## Kutipan untuk Dibaca
++++++++

REPUBLIKA.CO.ID, ROMA -- Pemerintah Italia mengatakan polisi antiteror menggerebek rumah orang-orang yang diduga mengadvokasi kekerasan terutama terhadap jurnalis. Ajakan tersebut disampaikan di unjuk rasa memprotes peraturan Covid-19 pemerintah.
Polisi mengatakan delapan orang membentuk grup yang dinamakan 'the warriors' di aplikasi kirim pesan Telegram. Penggerebekan dilakukan di ibu kota Rima dan lima kota bagian utara termasuk Milan dan Bergamo yang terdampak pandemi cukup parah.
Delapan orang tersebut diselidiki tapi tidak ditahan atau didakwa dengan resmi. Polisi mengatakan para tersangka merencanakan kekerasan termasuk menggunakan bom rakitan di unjuk rasa pekan ini di Roma.
Pada Kamis (9/9), polisi mengatakan unjuk rasa itu memprotes kebijakan pemerintah yang dikenal sertifikat 'Green Pass'. Mulai musim panas ini pengunjung gym, restoran dan venue besar seperti konser wajib menunjukkan sertifikat vaksin.
Pada bulan ini, kebijakan tersebut diperluas ke penerbangan domestik, kereta, bus dan kapal feri. Tapi tidak untuk transportasi di dalam kota. Untuk mendapatkan sertifikat itu warga Italia harus setidaknya sudah menerima dosis pertama vaksin Covid-19 atau pulih dari infeksi itu dalam enam bulan terakhir atau hasil tes dalam 24 jam terakhir negatif.
Kepala polisi antiteror Italia Guido D’Onofrio mengatakan tersangka mengincar jurnalis. Dalam konferensi pers, ia mengatakan para tersangka mengadvokasi menggunakan kekerasan termasuk 'meledakan truk' yang dioperasikan jaringan televisi.
D’Onofrio menekankan tidak ada bahan peledak yang ditemukan dalam penggeledahan. Polisi menemukan keling atau brass knuckles dalam penggerebekan tersebut.
Dalam unjuk rasa antivaksin bulan lalu, seorang wartawan surat kabar dipukul wajahnya berkali-kali hingga membutuhkan perawatan di rumah sakit. Di demonstrasi lainnya polisi harus menyelamatkan wartawan televisi usai rambut ditarik pengunjuk rasa.
Unjuk rasa Green Pass digelar secara sporadis selama beberapa pekan terakhir. Di awal sempat dihadiri beberapa ribu orang. Tapi yang terakhir termasuk di Roma, hanya dihadiri beberapa belas orang.

++++++++

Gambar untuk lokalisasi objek
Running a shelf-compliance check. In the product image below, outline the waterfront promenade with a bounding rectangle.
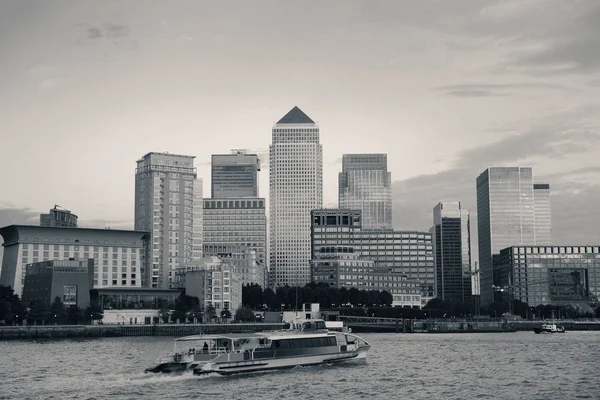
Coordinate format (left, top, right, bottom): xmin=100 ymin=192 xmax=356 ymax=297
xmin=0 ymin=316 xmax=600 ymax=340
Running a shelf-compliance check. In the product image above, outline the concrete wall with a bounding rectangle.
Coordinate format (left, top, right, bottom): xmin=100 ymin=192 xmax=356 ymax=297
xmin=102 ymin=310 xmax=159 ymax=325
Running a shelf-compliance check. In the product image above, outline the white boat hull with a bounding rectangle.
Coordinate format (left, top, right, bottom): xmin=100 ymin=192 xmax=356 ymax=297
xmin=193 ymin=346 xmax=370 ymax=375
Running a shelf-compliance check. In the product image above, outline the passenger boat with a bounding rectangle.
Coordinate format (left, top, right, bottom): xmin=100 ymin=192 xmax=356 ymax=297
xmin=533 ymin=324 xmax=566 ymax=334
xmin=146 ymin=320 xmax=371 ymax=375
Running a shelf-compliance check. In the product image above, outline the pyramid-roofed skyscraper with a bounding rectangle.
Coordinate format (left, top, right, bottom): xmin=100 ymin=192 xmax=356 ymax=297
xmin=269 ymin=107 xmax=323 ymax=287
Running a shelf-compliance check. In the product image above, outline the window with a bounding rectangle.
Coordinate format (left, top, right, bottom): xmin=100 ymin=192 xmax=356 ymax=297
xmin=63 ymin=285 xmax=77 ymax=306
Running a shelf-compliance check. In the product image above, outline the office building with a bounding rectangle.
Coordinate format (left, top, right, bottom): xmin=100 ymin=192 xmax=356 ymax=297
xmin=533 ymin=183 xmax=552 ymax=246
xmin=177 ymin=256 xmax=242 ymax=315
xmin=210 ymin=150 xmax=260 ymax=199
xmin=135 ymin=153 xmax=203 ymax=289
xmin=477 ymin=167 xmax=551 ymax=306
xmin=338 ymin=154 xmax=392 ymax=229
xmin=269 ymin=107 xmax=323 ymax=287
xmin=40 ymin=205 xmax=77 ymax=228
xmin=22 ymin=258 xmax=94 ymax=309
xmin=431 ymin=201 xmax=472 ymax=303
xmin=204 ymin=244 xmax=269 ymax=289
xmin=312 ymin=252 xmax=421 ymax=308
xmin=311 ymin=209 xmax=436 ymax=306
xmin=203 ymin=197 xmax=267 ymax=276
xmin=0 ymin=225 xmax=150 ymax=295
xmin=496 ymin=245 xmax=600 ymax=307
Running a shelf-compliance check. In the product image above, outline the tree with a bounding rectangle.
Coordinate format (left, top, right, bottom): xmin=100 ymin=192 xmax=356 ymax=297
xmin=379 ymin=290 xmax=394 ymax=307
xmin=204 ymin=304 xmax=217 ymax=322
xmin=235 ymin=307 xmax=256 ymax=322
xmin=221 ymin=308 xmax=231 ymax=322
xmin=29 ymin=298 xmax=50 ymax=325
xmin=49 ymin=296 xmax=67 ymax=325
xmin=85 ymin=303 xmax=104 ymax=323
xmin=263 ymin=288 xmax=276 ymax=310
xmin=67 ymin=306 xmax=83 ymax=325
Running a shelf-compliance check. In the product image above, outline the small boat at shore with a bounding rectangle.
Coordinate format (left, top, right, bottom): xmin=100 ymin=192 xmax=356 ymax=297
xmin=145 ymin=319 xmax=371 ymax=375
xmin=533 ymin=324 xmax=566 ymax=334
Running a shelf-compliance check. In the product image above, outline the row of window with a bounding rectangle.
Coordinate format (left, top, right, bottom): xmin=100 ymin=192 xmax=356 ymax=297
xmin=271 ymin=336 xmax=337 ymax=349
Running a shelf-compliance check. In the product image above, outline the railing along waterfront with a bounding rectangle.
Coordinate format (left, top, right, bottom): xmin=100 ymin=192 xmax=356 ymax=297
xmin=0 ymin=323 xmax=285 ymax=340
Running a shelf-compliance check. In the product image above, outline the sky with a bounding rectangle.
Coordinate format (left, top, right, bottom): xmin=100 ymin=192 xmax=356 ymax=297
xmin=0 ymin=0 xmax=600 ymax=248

++++++++

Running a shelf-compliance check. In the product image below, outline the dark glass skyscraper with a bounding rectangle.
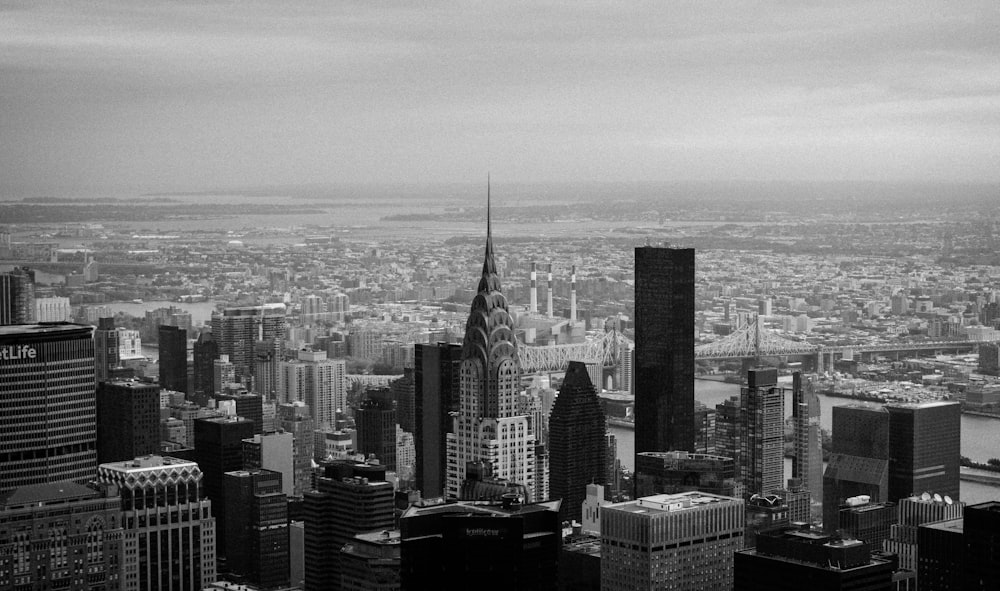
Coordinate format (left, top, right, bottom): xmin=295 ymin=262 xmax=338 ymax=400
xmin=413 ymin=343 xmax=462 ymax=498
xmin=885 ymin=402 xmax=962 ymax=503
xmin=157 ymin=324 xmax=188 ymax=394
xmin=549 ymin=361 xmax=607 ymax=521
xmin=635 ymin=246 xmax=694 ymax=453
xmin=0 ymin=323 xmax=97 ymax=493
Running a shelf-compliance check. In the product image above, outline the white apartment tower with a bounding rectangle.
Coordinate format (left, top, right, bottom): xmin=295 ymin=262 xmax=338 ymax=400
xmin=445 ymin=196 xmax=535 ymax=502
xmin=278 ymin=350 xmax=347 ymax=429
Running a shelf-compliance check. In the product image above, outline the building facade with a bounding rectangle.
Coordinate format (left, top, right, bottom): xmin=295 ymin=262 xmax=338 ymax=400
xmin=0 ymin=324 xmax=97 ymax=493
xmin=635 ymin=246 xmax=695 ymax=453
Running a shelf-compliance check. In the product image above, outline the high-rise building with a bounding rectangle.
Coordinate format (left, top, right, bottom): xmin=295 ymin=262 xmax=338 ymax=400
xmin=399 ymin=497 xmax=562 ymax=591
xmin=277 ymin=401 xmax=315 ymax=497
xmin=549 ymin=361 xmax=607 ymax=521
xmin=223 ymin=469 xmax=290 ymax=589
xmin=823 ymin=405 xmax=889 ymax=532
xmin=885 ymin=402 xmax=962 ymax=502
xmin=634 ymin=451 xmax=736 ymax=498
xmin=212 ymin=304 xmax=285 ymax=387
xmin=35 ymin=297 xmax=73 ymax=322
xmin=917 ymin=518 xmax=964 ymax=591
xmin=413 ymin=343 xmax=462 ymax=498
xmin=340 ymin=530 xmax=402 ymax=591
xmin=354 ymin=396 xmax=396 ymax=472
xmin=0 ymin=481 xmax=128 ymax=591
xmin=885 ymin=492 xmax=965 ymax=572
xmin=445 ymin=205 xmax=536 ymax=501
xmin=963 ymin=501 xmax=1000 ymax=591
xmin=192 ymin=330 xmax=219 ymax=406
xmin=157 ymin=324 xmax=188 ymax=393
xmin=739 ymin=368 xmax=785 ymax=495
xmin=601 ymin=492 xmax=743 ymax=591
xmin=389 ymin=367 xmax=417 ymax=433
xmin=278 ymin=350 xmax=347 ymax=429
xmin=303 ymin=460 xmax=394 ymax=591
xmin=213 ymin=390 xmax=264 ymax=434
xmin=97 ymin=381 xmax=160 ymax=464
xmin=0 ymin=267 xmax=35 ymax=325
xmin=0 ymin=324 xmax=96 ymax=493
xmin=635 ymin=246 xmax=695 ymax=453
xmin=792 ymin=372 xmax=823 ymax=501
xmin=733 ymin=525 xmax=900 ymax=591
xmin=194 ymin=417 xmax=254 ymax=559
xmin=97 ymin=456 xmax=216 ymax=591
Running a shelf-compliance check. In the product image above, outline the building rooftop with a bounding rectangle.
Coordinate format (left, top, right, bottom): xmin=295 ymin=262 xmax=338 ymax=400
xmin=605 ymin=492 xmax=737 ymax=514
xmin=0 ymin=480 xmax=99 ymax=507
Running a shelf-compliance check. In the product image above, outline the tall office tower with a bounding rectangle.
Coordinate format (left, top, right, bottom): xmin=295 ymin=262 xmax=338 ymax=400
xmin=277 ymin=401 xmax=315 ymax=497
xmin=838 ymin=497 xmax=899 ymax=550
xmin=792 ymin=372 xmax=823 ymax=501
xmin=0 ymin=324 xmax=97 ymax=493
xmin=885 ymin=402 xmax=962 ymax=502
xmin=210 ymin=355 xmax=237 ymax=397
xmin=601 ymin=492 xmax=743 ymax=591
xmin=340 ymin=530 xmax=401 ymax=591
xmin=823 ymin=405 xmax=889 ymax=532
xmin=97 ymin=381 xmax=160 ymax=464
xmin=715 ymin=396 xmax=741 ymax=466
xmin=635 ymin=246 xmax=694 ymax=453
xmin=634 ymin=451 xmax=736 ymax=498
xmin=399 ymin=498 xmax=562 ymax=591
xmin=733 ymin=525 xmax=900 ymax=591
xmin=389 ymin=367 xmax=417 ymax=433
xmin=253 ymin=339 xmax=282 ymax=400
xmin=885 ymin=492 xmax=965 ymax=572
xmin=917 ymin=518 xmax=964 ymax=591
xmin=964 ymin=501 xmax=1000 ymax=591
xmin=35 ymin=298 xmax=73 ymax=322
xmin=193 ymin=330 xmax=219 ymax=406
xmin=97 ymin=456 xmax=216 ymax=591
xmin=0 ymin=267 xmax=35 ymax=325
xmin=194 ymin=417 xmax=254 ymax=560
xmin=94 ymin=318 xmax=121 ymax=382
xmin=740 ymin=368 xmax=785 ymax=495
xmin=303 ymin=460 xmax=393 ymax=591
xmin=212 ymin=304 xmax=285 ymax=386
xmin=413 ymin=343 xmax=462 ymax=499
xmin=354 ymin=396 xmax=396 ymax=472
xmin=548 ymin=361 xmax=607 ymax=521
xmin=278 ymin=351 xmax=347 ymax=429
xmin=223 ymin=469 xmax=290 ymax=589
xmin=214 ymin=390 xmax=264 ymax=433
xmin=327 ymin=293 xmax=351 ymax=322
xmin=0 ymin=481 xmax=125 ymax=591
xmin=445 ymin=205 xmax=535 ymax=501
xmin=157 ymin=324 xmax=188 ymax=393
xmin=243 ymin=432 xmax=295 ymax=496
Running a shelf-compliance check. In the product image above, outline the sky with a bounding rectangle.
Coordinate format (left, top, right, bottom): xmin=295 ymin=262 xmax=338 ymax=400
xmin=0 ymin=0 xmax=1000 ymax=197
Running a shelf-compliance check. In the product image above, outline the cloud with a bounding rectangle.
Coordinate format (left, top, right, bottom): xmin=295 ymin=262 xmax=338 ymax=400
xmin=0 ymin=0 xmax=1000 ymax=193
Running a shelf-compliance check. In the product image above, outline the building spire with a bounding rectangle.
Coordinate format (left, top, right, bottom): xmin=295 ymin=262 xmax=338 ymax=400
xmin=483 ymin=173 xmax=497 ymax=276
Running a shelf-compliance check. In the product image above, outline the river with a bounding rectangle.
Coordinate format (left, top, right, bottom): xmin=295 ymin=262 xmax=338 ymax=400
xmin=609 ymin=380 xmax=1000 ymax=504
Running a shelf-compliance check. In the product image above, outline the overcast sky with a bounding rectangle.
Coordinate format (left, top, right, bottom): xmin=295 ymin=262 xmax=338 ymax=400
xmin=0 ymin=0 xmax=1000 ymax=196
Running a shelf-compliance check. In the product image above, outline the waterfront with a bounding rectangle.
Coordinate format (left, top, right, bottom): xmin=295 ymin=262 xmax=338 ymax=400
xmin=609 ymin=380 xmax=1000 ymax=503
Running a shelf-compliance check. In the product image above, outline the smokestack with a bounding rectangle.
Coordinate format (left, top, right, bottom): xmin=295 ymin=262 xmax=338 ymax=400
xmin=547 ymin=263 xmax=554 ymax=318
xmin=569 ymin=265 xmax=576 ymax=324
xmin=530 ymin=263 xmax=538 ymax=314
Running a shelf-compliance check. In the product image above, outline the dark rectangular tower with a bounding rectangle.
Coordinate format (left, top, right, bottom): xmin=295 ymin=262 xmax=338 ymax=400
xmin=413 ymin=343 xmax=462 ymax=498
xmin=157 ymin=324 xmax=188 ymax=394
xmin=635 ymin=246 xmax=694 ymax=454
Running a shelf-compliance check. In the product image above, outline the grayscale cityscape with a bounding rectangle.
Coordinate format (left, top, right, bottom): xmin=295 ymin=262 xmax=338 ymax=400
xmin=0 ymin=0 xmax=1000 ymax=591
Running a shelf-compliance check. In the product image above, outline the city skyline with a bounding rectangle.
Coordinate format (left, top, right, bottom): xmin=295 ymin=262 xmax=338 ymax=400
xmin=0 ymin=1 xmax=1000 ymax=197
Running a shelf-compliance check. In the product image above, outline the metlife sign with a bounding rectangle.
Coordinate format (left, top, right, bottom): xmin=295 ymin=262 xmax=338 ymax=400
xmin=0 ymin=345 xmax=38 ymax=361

++++++++

## Latihan
Sebutkan nama grup di aplikasi Telegram yang dibentuk delapan orang menurut teks tentang penggerebekan polisi antiteror di Italia.

## Hasil Latihan
Grup itu dinamakan 'the warriors'.